# Задание
Переведите, пожалуйста, на английский язык предложение из отрывка о «Тристане» Беруля: «Это дало основание предположить наличие двух разных романов, искусственно включенных при переписывании в одну рукопись».

# Приведённый отрывок
________________________________________
Спорным был вопрос и о том, единое ли перед нами произведение или нет {С. Raunaud de Lage. Faut-il attribuer a Beroul tout le Tristan? - "Moyen Age", LXIV, 1958, no 3, p. 249-270; LXX, 1964, no 1, p. 33-38; Cp. A. Varvaro. Op. cit., p. 15-22; M. Hanoset. Unite ou dualite du Tristan de Beroul? - "Moyen Age", LXVII, 1961, no 4, p. 503-533.}. Дело в том, что в тексте памятника есть противоречие: в первой половине сохранившегося фрагмента речь постоянно идет о трех баронах, противниках Тристана; затем рассказывается, как герой убивает одного из них. И тем не менее их, врагов Тристана и Изольды, снова оказывается трое. Это дало основание предположить наличие двух разных романов, искусственно включенных при переписывании в одну рукопись. Такой точки зрения придерживался Ги Рейно де Лаж, но среди современных медиевистов поддержки он не нашел. Как писал Альберто Варваро, "противоречия Беруля сходны с противоречиями, которые встречаются в "жестах", и могут быть объяснены устной передачей произведения" {A. Varvaro. Op. cit., p. 13.}. Мнение А. Варваро, которое высказывал еще В. Гольтер {W. Colther. Tristan und Isolde in den Dichtungen des Mittelalters und der neuen Zeit. Leipzig, 1907, S. 103-104.}, подтверждает отнесение этого памятника к "эпической" традиции. Черты эпического стиля - частые обращения к слушателям, "формульность", повторы (хотя бы в постоянном назывании противников Тристана "проклятыми богом" и т. п.), разделение повествования на отчетливо фиксированные куски, известный перевес "событийности" над попытками раскрыть психологию персонажей - были подробно рассмотрены А. Варваре в его обстоятельной работе, хотя прямого вывода о принадлежности памятника к "эпической" традиции ученый и не сделал.
________________________________________
# Предоставленные данные
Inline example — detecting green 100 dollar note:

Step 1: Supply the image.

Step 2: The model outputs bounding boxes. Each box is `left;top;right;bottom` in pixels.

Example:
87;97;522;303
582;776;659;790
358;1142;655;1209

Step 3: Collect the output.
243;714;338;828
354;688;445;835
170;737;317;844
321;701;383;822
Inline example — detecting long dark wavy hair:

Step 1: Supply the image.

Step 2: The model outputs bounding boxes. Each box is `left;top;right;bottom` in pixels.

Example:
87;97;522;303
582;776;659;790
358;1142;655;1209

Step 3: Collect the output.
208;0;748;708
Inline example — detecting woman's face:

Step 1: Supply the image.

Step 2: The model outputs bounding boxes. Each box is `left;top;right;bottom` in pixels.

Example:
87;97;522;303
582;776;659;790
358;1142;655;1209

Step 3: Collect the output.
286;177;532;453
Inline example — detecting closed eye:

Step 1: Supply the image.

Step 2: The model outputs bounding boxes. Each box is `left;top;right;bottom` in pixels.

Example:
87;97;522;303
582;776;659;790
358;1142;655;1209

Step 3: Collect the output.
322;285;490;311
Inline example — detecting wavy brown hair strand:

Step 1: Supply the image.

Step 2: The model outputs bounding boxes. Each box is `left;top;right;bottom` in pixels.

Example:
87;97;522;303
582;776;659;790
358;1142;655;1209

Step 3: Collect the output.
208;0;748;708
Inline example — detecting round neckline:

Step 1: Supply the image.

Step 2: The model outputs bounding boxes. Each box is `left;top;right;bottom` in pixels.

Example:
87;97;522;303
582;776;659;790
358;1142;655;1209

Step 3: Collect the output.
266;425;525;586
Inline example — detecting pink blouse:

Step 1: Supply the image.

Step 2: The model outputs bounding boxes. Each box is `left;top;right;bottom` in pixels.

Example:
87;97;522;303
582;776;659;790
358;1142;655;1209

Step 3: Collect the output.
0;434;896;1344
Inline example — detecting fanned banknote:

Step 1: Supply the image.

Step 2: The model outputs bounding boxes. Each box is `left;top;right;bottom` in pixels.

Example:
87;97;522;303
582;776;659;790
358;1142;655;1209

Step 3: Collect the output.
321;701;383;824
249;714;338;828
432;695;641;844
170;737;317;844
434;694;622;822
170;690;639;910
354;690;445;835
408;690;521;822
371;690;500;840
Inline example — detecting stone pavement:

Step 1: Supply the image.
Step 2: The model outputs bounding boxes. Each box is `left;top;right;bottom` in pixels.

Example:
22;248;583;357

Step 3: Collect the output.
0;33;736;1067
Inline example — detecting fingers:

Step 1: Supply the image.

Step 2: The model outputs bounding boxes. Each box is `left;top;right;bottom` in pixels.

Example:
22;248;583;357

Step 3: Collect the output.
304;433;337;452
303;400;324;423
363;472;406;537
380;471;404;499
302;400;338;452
________________________________________
# Решение задания
This gave grounds to suppose the existence of two different romances, artificially combined into a single manuscript during copying.